Provided text
§ §

Feb 202012
business customer service is essential in the new economy

On their busiest day of the year, the florist site Ready Flowers had a shocker. With dozens of customers upset their Valentines Day flowers didn’t arrive.

Their reaction was to stop answering their calls, as one Ready Flowers angry customer on the Whirlpoool website said;

Calling through to their 24/7 hotline was no good, all it told me (after 30 mins on hold) was a automated message saying it was valentine’s day (duh), that they were busy and that I should leave a message.

So on their one key day of the year, they didn’t have enough staff to meet demand.

Ready Flowers has been a success story expanding to 17 countries since being founded in 2005. The service is a modern version of the Interflora model where the company takes the order which they pass onto a local florist who creates the flower arrangement to Ready Flowers’ or Interflora’s specifications.

The risk for Ready Flowers is that the local florist isn’t very good and that’s where customer support and tight supplier management comes into place.

Which is clearly where they fell over on Valentines Day.

§ §

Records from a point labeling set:

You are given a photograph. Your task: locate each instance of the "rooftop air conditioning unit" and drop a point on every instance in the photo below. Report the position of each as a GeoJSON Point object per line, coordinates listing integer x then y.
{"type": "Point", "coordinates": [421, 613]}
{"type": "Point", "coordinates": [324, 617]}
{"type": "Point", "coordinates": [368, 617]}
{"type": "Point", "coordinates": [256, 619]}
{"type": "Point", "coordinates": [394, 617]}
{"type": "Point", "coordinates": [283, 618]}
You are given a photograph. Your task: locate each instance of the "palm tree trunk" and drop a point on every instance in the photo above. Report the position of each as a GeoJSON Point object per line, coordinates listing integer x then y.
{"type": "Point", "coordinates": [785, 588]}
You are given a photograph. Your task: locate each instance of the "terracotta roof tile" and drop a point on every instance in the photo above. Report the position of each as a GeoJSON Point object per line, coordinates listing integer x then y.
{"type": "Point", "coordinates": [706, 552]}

§ §

Goals
1/ Copy the entire Ready Flowers post word for word.
2/ Please repeat every line of the listing verbatim, from the first to the last.
The Ready Flowers post and the listing have no connection to each other.

Task solutions
1/
Feb 202012
business customer service is essential in the new economy

On their busiest day of the year, the florist site Ready Flowers had a shocker. With dozens of customers upset their Valentines Day flowers didn’t arrive.

Their reaction was to stop answering their calls, as one Ready Flowers angry customer on the Whirlpoool website said;

Calling through to their 24/7 hotline was no good, all it told me (after 30 mins on hold) was a automated message saying it was valentine’s day (duh), that they were busy and that I should leave a message.

So on their one key day of the year, they didn’t have enough staff to meet demand.

Ready Flowers has been a success story expanding to 17 countries since being founded in 2005. The service is a modern version of the Interflora model where the company takes the order which they pass onto a local florist who creates the flower arrangement to Ready Flowers’ or Interflora’s specifications.

The risk for Ready Flowers is that the local florist isn’t very good and that’s where customer support and tight supplier management comes into place.

Which is clearly where they fell over on Valentines Day.

2/
You are given a photograph. Your task: locate each instance of the "rooftop air conditioning unit" and drop a point on every instance in the photo below. Report the position of each as a GeoJSON Point object per line, coordinates listing integer x then y.
{"type": "Point", "coordinates": [421, 613]}
{"type": "Point", "coordinates": [324, 617]}
{"type": "Point", "coordinates": [368, 617]}
{"type": "Point", "coordinates": [256, 619]}
{"type": "Point", "coordinates": [394, 617]}
{"type": "Point", "coordinates": [283, 618]}
You are given a photograph. Your task: locate each instance of the "palm tree trunk" and drop a point on every instance in the photo above. Report the position of each as a GeoJSON Point object per line, coordinates listing integer x then y.
{"type": "Point", "coordinates": [785, 588]}
You are given a photograph. Your task: locate each instance of the "terracotta roof tile" and drop a point on every instance in the photo above. Report the position of each as a GeoJSON Point object per line, coordinates listing integer x then y.
{"type": "Point", "coordinates": [706, 552]}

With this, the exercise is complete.